* **Your objective**
Express all of the rows below as a JSON list of strings, with one string for each line and blank lines omitted.
#### Exercise input ####
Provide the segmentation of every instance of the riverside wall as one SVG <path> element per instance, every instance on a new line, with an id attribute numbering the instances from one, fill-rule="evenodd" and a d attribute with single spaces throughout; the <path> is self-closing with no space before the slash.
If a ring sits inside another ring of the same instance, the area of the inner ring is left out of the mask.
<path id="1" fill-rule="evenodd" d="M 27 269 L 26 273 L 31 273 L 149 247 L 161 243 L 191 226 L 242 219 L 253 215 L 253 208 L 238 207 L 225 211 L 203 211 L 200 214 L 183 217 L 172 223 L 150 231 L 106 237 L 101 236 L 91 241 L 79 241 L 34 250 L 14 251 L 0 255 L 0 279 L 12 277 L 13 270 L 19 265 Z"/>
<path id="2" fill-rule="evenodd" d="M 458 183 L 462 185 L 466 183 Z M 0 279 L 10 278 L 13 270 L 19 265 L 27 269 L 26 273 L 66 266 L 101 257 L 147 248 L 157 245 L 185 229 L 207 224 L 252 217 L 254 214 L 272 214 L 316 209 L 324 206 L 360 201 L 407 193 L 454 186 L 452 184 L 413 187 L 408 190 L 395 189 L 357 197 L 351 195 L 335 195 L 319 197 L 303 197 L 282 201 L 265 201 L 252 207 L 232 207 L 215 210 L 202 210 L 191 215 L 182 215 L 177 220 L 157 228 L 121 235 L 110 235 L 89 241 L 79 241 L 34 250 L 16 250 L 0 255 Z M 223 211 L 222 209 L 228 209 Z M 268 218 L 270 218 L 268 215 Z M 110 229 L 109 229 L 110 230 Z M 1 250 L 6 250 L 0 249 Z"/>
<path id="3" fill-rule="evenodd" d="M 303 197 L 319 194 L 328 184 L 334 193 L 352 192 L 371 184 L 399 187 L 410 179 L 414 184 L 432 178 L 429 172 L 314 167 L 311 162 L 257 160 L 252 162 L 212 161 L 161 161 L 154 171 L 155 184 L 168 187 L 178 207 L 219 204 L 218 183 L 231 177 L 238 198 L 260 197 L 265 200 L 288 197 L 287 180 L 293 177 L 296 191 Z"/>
####
* **Full answer**
[
  "Provide the segmentation of every instance of the riverside wall as one SVG <path> element per instance, every instance on a new line, with an id attribute numbering the instances from one, fill-rule=\"evenodd\" and a d attribute with single spaces throughout; the <path> is self-closing with no space before the slash.",
  "If a ring sits inside another ring of the same instance, the area of the inner ring is left out of the mask.",
  "<path id=\"1\" fill-rule=\"evenodd\" d=\"M 27 269 L 26 273 L 31 273 L 149 247 L 161 243 L 191 226 L 242 219 L 253 215 L 253 208 L 238 207 L 225 211 L 203 211 L 200 214 L 183 217 L 172 223 L 150 231 L 106 237 L 101 236 L 91 241 L 79 241 L 34 250 L 14 251 L 0 255 L 0 279 L 12 277 L 13 270 L 19 265 Z\"/>",
  "<path id=\"2\" fill-rule=\"evenodd\" d=\"M 458 183 L 462 185 L 466 183 Z M 0 279 L 10 278 L 13 270 L 19 265 L 27 269 L 26 273 L 66 266 L 101 257 L 147 248 L 157 245 L 185 229 L 207 224 L 252 217 L 254 214 L 272 214 L 316 209 L 324 206 L 360 201 L 407 193 L 454 186 L 452 184 L 413 187 L 408 190 L 395 189 L 357 197 L 351 195 L 335 195 L 319 197 L 303 197 L 282 201 L 265 201 L 252 207 L 232 207 L 215 210 L 202 210 L 191 215 L 182 215 L 177 220 L 157 228 L 121 235 L 110 235 L 89 241 L 79 241 L 34 250 L 16 250 L 0 255 Z M 223 211 L 222 209 L 228 209 Z M 268 218 L 270 218 L 268 215 Z M 110 229 L 109 229 L 110 230 Z M 1 250 L 6 250 L 0 249 Z\"/>",
  "<path id=\"3\" fill-rule=\"evenodd\" d=\"M 303 197 L 319 194 L 328 184 L 334 193 L 352 192 L 371 184 L 399 187 L 410 179 L 414 184 L 432 178 L 429 172 L 314 167 L 311 162 L 257 160 L 252 162 L 212 161 L 161 161 L 154 171 L 155 184 L 168 187 L 178 207 L 219 204 L 218 183 L 231 177 L 238 198 L 260 197 L 265 200 L 288 197 L 287 180 L 293 177 L 296 191 Z\"/>"
]